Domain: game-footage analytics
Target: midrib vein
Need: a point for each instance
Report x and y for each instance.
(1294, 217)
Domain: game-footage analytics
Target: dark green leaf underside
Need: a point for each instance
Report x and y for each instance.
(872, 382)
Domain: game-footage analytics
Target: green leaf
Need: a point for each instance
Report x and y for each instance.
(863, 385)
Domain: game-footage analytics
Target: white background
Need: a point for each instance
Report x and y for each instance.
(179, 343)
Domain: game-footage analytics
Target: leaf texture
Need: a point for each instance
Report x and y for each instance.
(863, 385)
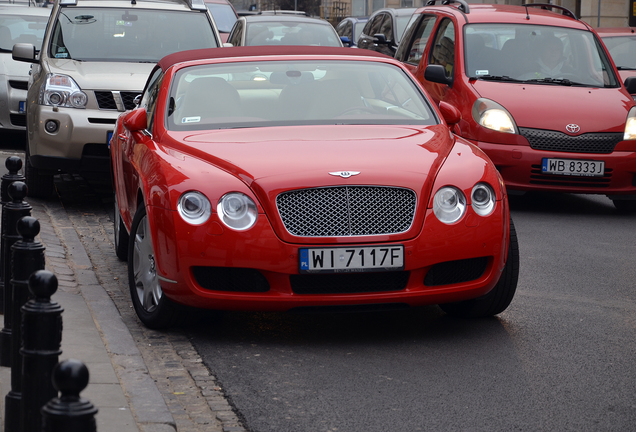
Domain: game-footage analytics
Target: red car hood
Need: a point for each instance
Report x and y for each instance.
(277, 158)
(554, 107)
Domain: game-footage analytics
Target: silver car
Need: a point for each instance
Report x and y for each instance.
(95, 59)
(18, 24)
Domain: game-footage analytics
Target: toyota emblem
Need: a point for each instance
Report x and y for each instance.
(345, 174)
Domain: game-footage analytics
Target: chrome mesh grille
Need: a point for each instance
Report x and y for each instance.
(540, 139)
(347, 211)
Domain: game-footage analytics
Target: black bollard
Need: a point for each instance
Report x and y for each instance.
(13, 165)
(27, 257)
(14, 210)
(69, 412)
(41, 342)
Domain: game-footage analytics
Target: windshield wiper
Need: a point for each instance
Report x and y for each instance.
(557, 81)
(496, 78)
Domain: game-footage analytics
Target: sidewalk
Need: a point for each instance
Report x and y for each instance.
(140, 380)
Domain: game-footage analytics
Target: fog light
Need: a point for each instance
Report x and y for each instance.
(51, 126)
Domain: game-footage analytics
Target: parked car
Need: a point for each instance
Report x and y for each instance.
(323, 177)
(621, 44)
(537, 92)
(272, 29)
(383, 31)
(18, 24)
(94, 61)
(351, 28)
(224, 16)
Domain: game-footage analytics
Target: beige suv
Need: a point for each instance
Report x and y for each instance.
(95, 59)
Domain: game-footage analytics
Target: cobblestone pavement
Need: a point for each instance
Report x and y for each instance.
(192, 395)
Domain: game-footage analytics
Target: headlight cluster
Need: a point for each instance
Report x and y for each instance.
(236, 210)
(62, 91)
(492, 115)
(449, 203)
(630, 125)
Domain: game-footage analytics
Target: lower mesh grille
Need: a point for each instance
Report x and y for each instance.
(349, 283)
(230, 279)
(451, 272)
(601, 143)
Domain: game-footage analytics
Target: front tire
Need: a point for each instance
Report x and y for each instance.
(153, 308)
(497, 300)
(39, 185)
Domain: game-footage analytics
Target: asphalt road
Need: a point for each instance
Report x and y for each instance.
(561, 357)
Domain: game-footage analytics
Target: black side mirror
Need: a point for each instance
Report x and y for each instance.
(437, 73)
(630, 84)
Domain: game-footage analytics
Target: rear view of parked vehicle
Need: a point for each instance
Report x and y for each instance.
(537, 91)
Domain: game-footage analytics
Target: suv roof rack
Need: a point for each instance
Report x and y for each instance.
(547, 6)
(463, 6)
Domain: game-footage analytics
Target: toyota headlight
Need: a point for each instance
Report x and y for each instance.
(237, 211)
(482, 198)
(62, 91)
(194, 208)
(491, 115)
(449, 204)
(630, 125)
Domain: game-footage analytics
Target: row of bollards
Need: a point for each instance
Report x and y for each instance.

========================

SHORT EXERCISE:
Your task is to transcribe all of the records precisely, with no images included.

RESPONSE BELOW:
Domain: game-footage analytics
Target: midrib vein
Need: a point for each instance
Report x and y for each instance.
(1294, 217)
Domain: game-footage analytics
Target: dark green leaf underside
Need: a point for each instance
Report x and y for each instance.
(872, 382)
Domain: game-footage analytics
Target: green leaf
Need: a point for each instance
Report x and y for each instance.
(863, 385)
Domain: game-footage analytics
Target: white background
Need: a point for each instance
Report x and y for each instance.
(179, 343)
Domain: game-footage analytics
Target: leaf texture
Need: a point for each instance
Report x and y for each instance.
(863, 385)
Domain: game-footage analytics
Target: red car hood
Need: a point for each instance
Report x and y for each instance.
(277, 158)
(554, 107)
Domain: game-footage analytics
Target: silver car
Need: a point for each instance
Report x and y for each instance.
(95, 59)
(18, 24)
Domain: game-footage analytics
Target: toyota emblem
Need: a point for each instance
Report x and y for each instance.
(345, 174)
Domain: game-footage analytics
Target: chrome mesh grille
Need: a point for each instance
Report x and y for each instance.
(540, 139)
(347, 211)
Domain: game-footage analytics
Target: black bollard
Need: a point for each instance
Report x and y for each instance.
(13, 165)
(27, 257)
(14, 210)
(69, 412)
(41, 342)
Domain: game-footage analytics
Target: windshield wiper
Need: a point for each instance
Report x and y for each instance.
(557, 81)
(496, 78)
Domain: game-footage analytics
Target: sidewalk
Need: a point for each instance
Report x and y for each instance.
(140, 380)
Domain: game-footage analytics
Target: fog light
Need: a point for each instance
Report x and y for each instance.
(51, 126)
Domain: game-footage analytics
Target: parked car
Need: a point for each instance
Report x and y for each instance.
(323, 177)
(621, 44)
(537, 92)
(272, 29)
(383, 31)
(18, 24)
(94, 61)
(351, 28)
(224, 16)
Domain: game-footage analytics
Target: beige suv
Need: a point for each instance
Report x and y for each instance.
(95, 59)
Domain: game-footage analytics
Target: cobblestone pavement
Need: a point for each instance
Report x and y for each instance.
(192, 395)
Domain: game-footage analytics
Target: headlight cluster
Need: a point for each instance
Report x and y for each instance.
(236, 210)
(62, 91)
(492, 115)
(449, 203)
(630, 125)
Domain: game-footage analytics
Target: lower mesh grille
Need: a point for each instance
Report x and y for each instance.
(349, 283)
(230, 279)
(451, 272)
(601, 143)
Domain: game-footage analytics
Target: front tire
Need: a point for each instance
Report x and y for each instance.
(153, 308)
(497, 300)
(39, 185)
Domain: game-footage analytics
Target: asphalt road
Need: a point for each instance
Report x and y for each instance.
(561, 357)
Domain: game-footage analytics
Target: black side mirror
Need: a point for each instance
Report x and y for each instance.
(437, 73)
(630, 84)
Domain: game-footage analytics
Target: rear view of parked vehicle
Need: a point for each instance
Report x and y for each instance.
(537, 91)
Domain: game-footage analytics
Target: suv roof rack
Need: a point for each instance
Report x and y for each instance.
(547, 6)
(463, 6)
Domain: game-footage analytics
Target: toyota headlight
Need: a point for each instance
Report x and y for each instance.
(237, 211)
(482, 198)
(62, 91)
(194, 208)
(491, 115)
(449, 204)
(630, 125)
Domain: game-footage analytics
Target: row of bollards
Need: a point for each instance
Report x and y for each instance.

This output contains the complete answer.